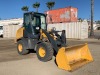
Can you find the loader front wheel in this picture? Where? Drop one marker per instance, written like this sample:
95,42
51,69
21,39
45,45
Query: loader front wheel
21,48
44,51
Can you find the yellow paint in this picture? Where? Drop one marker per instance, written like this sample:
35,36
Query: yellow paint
72,57
20,47
42,52
19,34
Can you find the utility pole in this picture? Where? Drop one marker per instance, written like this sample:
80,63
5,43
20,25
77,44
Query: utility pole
92,16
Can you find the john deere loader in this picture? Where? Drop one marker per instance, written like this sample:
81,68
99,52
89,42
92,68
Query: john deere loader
34,35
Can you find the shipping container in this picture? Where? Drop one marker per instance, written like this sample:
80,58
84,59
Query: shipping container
9,31
74,30
68,14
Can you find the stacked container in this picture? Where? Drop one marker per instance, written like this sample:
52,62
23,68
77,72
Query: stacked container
62,15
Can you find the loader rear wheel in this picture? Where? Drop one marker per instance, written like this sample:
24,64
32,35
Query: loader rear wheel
21,48
44,51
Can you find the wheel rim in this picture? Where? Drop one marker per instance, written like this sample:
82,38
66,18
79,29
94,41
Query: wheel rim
20,47
42,52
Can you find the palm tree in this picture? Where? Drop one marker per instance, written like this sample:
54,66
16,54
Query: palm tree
92,16
36,5
50,5
25,8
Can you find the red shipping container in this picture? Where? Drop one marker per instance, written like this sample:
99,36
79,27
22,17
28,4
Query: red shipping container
61,15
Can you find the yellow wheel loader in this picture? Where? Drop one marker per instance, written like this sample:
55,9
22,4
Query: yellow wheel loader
34,35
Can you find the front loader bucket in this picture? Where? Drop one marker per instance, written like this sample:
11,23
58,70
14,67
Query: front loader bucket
70,58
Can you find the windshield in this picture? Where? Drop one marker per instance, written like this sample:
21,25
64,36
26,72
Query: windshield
1,27
39,20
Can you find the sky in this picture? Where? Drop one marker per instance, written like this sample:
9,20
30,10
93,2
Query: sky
12,8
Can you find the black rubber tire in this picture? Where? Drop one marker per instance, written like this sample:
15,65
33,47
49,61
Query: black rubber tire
24,50
48,49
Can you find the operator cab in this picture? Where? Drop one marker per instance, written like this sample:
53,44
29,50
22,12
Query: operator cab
33,22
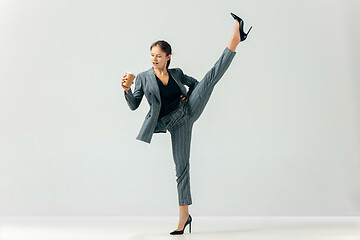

-.-.-

■ **Required action**:
Could you repeat every record exactly as written, with the pictures left out?

■ **Exercise answer**:
Can you find the loader front wheel in this picture? Where? Drop one marker per instance, written like this sample:
95,42
51,69
21,39
45,45
Query: loader front wheel
21,48
44,51
Can you find the yellow paint in this picture? Where? Drop one marker per instance, written like this sample:
35,36
Query: yellow paint
72,57
20,47
42,52
19,34
Can you find the utility pole in this picture? Where? Drop one marker per instance, written like this sample:
80,63
5,43
20,25
77,44
Query: utility pole
92,16
Can you find the john deere loader in this picture? Where? Drop one marker per instance, written like this sample:
81,68
99,52
89,42
92,68
Query: john deere loader
34,35
Can you find the shipping container in this picture? Where? Drop one marker per instance, written like this sample:
80,58
84,59
Query: shipping container
9,31
74,30
68,14
Can you find the stacked container in this picture? Where? Drop one marker per instance, written like this sample:
52,62
23,68
77,72
Query: stacked container
62,15
Can you find the loader rear wheel in this picture? Where? Drop one marker per instance, written like this sample:
24,64
32,35
Query: loader rear wheel
21,48
44,51
Can you find the wheel rim in this picture? Where? Drop one marker per instance, written like this sample:
82,38
66,18
79,29
94,41
Query: wheel rim
20,47
42,52
Can you find the palm tree in this picture? Where? Drop one marker per instance, written like this sample:
54,66
16,54
Query: palm tree
92,16
36,5
50,5
25,8
Can you find the red shipping container in this picture? Where? Drop one marker per instance, written like this sample:
99,36
79,27
22,17
28,4
Query: red shipping container
61,15
Can you find the yellow wheel loader in this picture? Where? Drop one marker per instance, written like this sample:
55,9
22,4
Query: yellow wheel loader
34,35
Can you find the front loader bucket in this picture? Where? Drop one marker per instance, written like this sample:
11,23
58,70
14,67
Query: front loader bucket
70,58
Can you find the windshield in this picture? Where? Drop one marker per instance, written like this sample:
21,25
64,36
26,72
Query: windshield
1,27
39,20
Can you find the sky in this picture? Where? Drop one marker per instance, written like this sample:
9,20
30,10
93,2
Query: sky
12,8
Can you find the black rubber tire in this picture? Where? Drop one marker per instance, written like this sample:
15,65
33,47
49,61
Query: black rubber tire
24,50
48,49
Can you find the operator cab in this picture? Where? Drop one marker per instance, written like this sample:
53,44
29,50
22,12
Query: operator cab
33,22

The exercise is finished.